The 2022 northeastern Ukraine–Russia border skirmishes are a series of border skirmishes along the Russia-Ukraine border during the 2022 Russian invasion of Ukraine. They started on 6 April 2022 when the Ukrainian Army attacked Kursk Oblast with mortars and multiple rockets.  Ukrainian officials say that strikes across the border happen every day. After the liberation of most of the Kharkiv region as a result of the 2022 Kharkiv counteroffensive, from September the section of the Russian-Ukrainian border between the Belgorod and Kharkiv regions also became the front.

Background 
By 4 April, Russian forces had left and withdrew from the Sumy Oblast as part of the wider failure of the Russian offensive towards Kyiv, but shelling still continued across the border.

Incidents

April 2022 

The governor of the Kursk Oblast announced that a border post in the Sudzhansky District had been bombed, reportedly by Ukrainian forces, on 6 April. On 9 April, it was announced that another border post had been shelled, this time in .

According to Ukrainian officials, Russian forces shelled on the Russia-Ukraine border, severely damaging 2 villages. More than 30 mortars were fired from the Russian settlement of .

May 2022 

Russian forces started shelling across the Shostka district with rocket launchers on 8 May.  Russian forces also destroyed a Jewish cemetery.

On 12 May, a civilian was killed due to the shelling. On 13 May, Russia fired on a border village in the Shostka district using unguided air missiles.

As shelling continued, Russian forces defeated a few elements of the Ukrainian Border Guard and entered Shostka district on 16 May.  Fighting continued until 17 May, when they were finally kicked out.

RECORDED DATA:
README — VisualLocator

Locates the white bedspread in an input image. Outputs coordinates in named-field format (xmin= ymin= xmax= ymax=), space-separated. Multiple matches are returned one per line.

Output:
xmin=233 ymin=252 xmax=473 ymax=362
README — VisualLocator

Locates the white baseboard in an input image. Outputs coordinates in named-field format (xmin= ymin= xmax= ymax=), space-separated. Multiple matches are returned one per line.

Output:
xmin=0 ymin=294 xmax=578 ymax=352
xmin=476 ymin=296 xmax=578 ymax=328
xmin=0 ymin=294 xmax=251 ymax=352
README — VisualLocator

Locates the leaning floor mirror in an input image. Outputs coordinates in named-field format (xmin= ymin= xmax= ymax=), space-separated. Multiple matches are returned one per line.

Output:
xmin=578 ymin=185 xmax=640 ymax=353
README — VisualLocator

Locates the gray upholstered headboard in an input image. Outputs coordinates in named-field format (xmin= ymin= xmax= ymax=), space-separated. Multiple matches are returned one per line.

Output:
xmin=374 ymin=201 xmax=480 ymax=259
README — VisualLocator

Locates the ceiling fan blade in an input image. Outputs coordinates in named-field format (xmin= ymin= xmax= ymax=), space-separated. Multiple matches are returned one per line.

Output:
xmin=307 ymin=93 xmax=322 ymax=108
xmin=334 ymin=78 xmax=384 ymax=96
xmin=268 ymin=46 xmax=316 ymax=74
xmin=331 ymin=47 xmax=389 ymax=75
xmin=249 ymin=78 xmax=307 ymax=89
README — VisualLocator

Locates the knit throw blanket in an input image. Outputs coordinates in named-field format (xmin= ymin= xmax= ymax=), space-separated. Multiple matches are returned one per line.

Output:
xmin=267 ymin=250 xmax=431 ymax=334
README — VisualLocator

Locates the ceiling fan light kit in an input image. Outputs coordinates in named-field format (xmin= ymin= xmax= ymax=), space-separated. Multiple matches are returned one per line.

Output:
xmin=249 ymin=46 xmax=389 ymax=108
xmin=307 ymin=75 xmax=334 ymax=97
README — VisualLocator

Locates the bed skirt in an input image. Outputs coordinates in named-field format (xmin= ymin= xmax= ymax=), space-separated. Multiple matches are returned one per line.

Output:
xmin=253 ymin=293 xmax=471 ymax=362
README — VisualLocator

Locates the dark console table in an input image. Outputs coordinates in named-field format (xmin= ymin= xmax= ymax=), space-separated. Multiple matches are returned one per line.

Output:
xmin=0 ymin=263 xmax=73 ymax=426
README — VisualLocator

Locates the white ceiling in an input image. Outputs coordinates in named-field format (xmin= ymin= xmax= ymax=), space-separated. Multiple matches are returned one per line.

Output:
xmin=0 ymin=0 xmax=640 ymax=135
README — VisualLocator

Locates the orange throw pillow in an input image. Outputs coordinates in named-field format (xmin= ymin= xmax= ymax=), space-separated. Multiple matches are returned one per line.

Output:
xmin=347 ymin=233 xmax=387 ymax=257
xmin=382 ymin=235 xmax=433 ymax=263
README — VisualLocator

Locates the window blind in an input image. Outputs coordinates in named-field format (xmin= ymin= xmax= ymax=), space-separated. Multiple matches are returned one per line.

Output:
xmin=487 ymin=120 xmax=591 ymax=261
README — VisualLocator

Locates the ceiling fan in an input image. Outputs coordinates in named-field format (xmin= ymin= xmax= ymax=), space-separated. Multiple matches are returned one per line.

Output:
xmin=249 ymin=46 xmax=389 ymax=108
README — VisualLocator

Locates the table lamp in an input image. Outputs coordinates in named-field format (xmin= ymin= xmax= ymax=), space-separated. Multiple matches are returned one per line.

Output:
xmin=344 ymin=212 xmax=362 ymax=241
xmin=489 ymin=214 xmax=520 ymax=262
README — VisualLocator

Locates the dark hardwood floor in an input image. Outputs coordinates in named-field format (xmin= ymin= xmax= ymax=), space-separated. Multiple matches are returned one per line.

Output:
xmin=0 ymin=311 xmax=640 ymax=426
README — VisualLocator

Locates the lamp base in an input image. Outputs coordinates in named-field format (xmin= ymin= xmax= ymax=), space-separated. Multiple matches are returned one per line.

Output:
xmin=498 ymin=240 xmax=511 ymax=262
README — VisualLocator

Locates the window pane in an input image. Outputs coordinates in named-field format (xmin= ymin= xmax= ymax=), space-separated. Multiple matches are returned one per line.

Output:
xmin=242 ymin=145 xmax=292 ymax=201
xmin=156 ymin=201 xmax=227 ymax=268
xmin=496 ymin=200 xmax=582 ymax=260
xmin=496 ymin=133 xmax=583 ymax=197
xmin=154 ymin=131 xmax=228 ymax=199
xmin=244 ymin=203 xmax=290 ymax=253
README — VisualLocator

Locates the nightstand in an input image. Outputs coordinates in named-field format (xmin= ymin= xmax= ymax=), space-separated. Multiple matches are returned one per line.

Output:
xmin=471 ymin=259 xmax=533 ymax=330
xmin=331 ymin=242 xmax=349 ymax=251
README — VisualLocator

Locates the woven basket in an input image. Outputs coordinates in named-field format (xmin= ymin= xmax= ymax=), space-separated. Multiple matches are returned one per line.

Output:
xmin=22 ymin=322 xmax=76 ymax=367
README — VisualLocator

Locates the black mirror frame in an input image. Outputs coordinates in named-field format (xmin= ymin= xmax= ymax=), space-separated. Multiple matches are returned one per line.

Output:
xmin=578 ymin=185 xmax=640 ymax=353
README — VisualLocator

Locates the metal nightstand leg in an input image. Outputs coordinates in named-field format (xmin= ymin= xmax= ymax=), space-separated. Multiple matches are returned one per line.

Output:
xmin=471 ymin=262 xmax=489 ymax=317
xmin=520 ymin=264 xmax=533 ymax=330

TASK REQUIREMENTS:
Write out the passage in the article on the border skirmishes from "The governor of" to "settlement of .".

SOLUTION:
The governor of the Kursk Oblast announced that a border post in the Sudzhansky District had been bombed, reportedly by Ukrainian forces, on 6 April. On 9 April, it was announced that another border post had been shelled, this time in .

According to Ukrainian officials, Russian forces shelled on the Russia-Ukraine border, severely damaging 2 villages. More than 30 mortars were fired from the Russian settlement of .